╔══
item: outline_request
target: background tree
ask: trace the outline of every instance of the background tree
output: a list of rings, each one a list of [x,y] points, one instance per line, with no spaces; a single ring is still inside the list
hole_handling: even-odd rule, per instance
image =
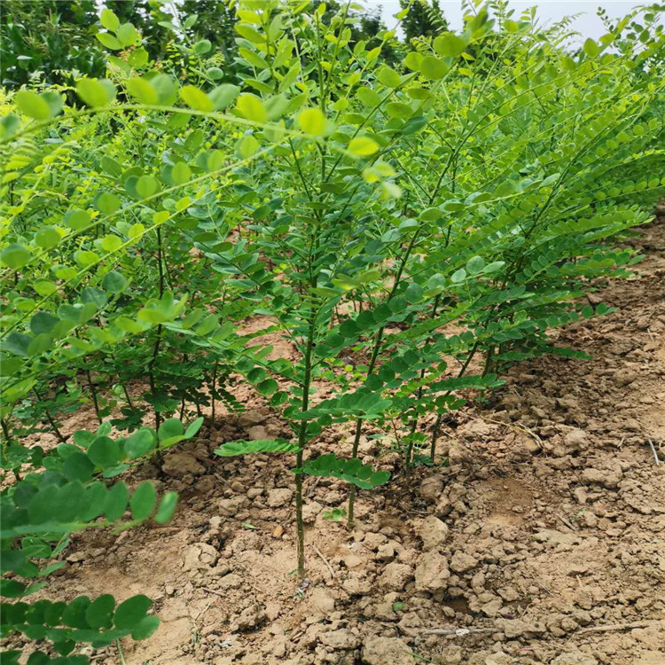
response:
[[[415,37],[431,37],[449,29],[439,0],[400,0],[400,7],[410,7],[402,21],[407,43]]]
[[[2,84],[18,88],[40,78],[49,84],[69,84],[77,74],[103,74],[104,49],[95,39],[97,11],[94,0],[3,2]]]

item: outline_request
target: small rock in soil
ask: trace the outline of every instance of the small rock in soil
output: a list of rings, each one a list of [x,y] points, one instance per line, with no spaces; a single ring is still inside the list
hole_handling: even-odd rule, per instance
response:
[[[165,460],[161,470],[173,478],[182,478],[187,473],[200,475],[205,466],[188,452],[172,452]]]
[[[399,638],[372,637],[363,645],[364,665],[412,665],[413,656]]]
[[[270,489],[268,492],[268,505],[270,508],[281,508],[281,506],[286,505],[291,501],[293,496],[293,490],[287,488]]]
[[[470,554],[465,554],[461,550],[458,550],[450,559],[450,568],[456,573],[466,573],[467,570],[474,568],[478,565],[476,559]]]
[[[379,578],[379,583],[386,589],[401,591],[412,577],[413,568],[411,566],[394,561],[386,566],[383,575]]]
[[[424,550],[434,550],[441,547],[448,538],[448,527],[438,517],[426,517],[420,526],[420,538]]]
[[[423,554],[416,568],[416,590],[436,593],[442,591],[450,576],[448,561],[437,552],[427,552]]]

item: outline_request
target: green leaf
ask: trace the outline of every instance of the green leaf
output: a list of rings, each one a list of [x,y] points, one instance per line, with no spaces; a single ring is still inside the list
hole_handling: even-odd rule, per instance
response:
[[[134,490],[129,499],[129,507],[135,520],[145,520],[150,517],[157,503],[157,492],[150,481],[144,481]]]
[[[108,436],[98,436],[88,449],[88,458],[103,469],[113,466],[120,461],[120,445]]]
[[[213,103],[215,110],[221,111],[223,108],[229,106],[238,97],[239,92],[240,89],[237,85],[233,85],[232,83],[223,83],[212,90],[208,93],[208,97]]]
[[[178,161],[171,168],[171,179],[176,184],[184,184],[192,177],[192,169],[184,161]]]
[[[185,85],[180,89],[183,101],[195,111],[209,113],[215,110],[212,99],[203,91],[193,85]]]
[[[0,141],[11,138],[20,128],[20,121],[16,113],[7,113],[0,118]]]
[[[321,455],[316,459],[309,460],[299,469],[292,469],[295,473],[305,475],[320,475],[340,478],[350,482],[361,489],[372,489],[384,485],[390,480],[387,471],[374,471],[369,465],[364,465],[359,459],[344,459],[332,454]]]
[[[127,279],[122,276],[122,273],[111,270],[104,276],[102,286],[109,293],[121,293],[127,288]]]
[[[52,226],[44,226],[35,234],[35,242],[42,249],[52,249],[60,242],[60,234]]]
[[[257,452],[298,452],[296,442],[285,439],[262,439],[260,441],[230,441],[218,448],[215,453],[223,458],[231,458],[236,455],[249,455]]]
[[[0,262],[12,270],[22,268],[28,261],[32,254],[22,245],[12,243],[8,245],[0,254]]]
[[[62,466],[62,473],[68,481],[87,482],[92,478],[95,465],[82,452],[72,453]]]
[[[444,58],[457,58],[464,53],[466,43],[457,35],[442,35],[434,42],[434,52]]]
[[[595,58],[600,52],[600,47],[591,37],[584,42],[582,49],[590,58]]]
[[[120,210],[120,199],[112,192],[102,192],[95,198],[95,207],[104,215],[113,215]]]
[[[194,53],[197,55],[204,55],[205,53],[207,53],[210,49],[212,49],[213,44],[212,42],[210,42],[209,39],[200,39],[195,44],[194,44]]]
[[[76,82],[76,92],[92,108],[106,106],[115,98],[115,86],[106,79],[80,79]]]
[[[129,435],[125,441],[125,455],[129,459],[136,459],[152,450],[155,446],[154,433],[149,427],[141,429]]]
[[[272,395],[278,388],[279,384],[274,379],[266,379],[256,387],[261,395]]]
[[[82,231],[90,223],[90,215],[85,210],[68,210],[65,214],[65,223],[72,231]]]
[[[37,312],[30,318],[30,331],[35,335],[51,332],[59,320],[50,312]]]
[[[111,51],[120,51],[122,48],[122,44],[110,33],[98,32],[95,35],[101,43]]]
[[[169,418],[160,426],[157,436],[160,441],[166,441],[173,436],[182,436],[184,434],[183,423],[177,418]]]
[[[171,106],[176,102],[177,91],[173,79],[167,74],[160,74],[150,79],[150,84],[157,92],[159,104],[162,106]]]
╚══
Can you filter the records above down to only the lines that contain the word "rock" and copy each of those lines out in full?

target: small rock in soil
ask: trace the outline of every instance of the small rock in soil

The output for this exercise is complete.